Exercise prompt: Write the records out once more, exactly as they appear below.

(Natural language region descriptions)
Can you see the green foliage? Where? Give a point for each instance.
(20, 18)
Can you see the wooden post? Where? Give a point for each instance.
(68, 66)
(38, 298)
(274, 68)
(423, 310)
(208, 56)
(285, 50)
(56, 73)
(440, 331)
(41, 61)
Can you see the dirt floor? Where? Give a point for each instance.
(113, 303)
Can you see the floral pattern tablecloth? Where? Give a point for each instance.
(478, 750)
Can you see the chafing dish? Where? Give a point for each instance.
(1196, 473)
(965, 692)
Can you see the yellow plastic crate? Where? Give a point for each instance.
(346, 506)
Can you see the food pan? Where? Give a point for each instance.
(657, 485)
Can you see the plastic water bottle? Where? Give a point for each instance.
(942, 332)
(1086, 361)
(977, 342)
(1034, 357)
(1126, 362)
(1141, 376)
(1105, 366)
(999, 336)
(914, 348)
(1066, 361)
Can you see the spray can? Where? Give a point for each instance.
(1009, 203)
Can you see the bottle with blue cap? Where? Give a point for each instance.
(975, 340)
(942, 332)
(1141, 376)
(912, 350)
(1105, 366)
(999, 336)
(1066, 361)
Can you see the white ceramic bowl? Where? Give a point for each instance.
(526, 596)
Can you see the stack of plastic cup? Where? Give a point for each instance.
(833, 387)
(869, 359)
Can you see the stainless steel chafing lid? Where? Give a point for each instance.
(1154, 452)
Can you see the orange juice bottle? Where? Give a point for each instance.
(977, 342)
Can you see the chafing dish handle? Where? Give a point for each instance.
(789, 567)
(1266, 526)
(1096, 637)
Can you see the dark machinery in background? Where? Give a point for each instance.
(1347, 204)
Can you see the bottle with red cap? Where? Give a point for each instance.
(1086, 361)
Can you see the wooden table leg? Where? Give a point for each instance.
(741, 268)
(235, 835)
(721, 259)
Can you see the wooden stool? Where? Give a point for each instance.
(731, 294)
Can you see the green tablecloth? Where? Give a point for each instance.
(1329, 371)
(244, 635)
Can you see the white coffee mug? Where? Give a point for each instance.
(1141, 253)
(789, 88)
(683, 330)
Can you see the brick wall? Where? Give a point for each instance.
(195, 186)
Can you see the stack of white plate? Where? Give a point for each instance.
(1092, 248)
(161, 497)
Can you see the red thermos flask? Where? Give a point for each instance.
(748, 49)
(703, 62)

Answer below:
Can you see the green foliage? Where? Give a point for each instance.
(20, 18)
Can you see the wooden post? Where? Give a point for each instance.
(68, 66)
(38, 298)
(274, 68)
(423, 310)
(208, 56)
(285, 50)
(56, 73)
(440, 331)
(41, 61)
Can you see the dirt floor? Where? Give a point for each instance.
(113, 303)
Can you see the floral pattern tablecloth? Where? Give a point for each instance.
(478, 750)
Can you see the chafing dish? Where? Give a point for each instance.
(1196, 473)
(965, 692)
Can you see the yellow plastic crate? Where? Give a point for each instance.
(346, 506)
Can you see the food pan? Where? Give a point for each instance.
(657, 485)
Can you see the plastic water bottle? Where? Give a point for each instance.
(942, 332)
(1086, 361)
(977, 342)
(1034, 357)
(1126, 362)
(1141, 376)
(1105, 366)
(999, 336)
(914, 348)
(1066, 361)
Can you see the spray can? Where? Give a point for each instance.
(1009, 203)
Can you see the bottle with blue cap? Where? Give a point for each instance.
(975, 340)
(942, 332)
(1141, 376)
(912, 350)
(1105, 366)
(999, 336)
(1066, 361)
Can you see the white ceramic bowl? Where? Give a point for each instance.
(526, 596)
Can you see the stack of plastic cup? Where? Give a point for each instance.
(833, 387)
(869, 359)
Can you see the stainless steel chafing lid? Where? Give a point for each instance.
(1154, 452)
Can you see the orange juice bottle? Where? Give a point for each instance.
(977, 342)
Can you see the chafing dish handle? Where? Give a point for each instance.
(789, 567)
(1266, 526)
(1096, 637)
Can you see the dark machinery in background? Where? Give a point for each instance.
(1347, 204)
Can you see the bottle with red cap? Where? Give a point for each instance.
(1086, 361)
Can you see the wooden table leg? Where? Give a point for each instance.
(741, 268)
(235, 835)
(721, 259)
Can you see the wooden stool? Where? Give a point for each instance.
(731, 294)
Can you see the green tablecloth? Where? Give a point for each instance.
(1329, 371)
(244, 635)
Can you see the white coffee mug? Where? Give a point for each instance.
(1141, 253)
(789, 88)
(683, 330)
Can you see the brick wall? Where? Give a point for each instance.
(195, 186)
Can you see the stack of white plate? Where? Give a point for each instance.
(1092, 248)
(161, 497)
Can you see the red thermos flask? Where? Give a point for each instance.
(748, 49)
(703, 62)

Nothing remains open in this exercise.